◆ Work instructions:
A) Decide whether each statement agrees with the article on Annie Richards below: (i) Annie first appeared in an episode broadcast on January 6, 1997; (ii) Sarah Buxton dyed her hair from blonde to red for the role; (iii) Aaron Spelling was satisfied with the wigs available at the start of the series. Answer yes or no for each and quote the words of the article that settle it.
B) According to the article on Annie Richards below, who did the serial hire to provide a voice over during one of Annie's fantasies?

*** Text segment ***

Fictional character from the TV series Sunset Beach

Annie Richards (also Douglas) is a fictional character from the American television soap opera Sunset Beach, played by Sarah Buxton. She made her first appearance during the episode broadcast on January 6, 1997. The character's creation was announced in 1996 prior to the soap's debut. Series creator Aaron Spelling helped create Annie's appearance and style. Annie has been characterised as a reformed girl. The character has also been central to various fantasy sequences through her duration. These have been favoured by some of the soap opera's critics. Buxton has been nominated for one award for her portrayal and Annie has been branded one of the programme's most popular characters.

==Development==
Sarah Buxton's casting was announced in October 1996, prior to Sunset Beach debuting on air. Annie was billed as a "sexy and spoiled resident of a local beach house." The programme's creator Aaron Spelling was unhappy with the style choices for Annie that the serial's production made. Spelling decided to choose Annie's style because he felt skirts, boots and low hanging necklaces fitted the character's image. He also wanted Annie to have red hair, but was unhappy with the selection of wigs made available at the beginning of the series. He managed to convince Buxton to dye her hair from dark brown to red.

Annie is characterised as a "top heavy scheming vixen" with light morals and portrays the image of a "poor little rich girl". Annie is known for her involvement in various fantasy sequences during her tenure. The serial hired Gary Owens to do a voice over during one of Annie's fantasies. While comedian Howie Mandel and television host Jerry Springer were signed up to appear in Annie's game show fantasy.

*** Records provided ***

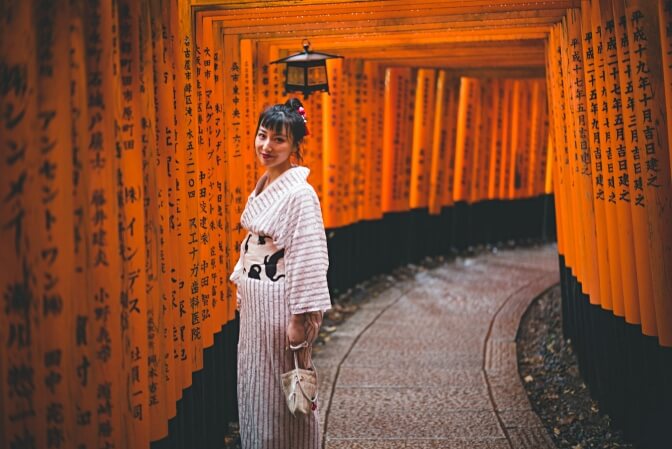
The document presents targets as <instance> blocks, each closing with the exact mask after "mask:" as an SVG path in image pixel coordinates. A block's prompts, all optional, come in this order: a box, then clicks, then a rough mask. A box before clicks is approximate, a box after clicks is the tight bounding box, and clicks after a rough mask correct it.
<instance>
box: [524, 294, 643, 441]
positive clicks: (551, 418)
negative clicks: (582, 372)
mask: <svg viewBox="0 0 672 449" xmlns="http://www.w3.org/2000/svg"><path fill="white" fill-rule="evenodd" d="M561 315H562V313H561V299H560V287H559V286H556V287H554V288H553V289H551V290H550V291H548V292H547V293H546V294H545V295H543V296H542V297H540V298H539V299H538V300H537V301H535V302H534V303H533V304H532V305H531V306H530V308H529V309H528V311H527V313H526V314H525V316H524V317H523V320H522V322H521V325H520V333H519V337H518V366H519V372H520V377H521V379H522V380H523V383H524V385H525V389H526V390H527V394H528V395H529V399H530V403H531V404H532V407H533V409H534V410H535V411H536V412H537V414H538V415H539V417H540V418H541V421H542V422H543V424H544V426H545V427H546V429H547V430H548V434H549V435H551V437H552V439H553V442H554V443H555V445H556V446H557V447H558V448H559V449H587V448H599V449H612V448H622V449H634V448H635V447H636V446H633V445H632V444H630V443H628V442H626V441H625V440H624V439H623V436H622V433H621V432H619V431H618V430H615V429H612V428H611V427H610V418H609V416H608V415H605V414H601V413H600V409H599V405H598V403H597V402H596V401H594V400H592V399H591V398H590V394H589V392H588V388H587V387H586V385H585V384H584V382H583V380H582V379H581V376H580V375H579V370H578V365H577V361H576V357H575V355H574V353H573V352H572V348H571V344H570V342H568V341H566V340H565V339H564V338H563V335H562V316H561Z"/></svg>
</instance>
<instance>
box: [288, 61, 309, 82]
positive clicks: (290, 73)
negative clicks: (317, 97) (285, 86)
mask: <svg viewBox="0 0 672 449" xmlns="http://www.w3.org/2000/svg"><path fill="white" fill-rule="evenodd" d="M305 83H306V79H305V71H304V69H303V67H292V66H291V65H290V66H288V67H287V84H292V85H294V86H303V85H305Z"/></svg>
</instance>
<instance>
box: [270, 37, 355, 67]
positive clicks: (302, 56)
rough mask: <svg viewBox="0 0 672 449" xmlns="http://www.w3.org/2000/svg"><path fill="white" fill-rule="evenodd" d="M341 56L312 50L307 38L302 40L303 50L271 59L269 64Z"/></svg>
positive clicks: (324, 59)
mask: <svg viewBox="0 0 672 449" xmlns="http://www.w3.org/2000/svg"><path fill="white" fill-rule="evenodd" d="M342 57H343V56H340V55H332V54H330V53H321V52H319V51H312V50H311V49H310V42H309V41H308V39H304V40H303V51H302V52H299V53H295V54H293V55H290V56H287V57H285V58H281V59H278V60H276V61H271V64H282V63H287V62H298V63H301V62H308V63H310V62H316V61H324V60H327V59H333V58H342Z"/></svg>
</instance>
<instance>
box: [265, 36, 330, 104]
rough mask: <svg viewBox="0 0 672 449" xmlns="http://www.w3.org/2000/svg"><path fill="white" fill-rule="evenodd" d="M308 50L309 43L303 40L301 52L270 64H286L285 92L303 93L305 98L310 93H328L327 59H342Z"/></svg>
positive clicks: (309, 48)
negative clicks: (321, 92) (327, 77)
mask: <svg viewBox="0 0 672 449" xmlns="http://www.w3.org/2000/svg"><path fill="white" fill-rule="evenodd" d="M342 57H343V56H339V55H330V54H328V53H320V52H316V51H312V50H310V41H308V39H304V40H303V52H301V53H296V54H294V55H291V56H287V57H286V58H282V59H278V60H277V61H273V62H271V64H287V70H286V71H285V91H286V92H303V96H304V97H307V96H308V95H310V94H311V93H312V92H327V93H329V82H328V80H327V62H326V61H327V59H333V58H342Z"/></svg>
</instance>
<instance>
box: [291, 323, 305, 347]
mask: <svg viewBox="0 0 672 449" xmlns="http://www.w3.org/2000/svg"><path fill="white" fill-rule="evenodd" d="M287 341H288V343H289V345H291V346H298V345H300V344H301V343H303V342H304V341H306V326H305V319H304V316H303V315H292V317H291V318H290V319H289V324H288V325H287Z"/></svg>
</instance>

***

◆ Answers by task:
A)
(i) Yes: "She made her first appearance during the episode broadcast on January 6, 1997."
(ii) No: "He managed to convince Buxton to dye her hair from dark brown to red."
(iii) No: "was unhappy with the selection of wigs made available at the beginning of the series."

B) Gary Owens.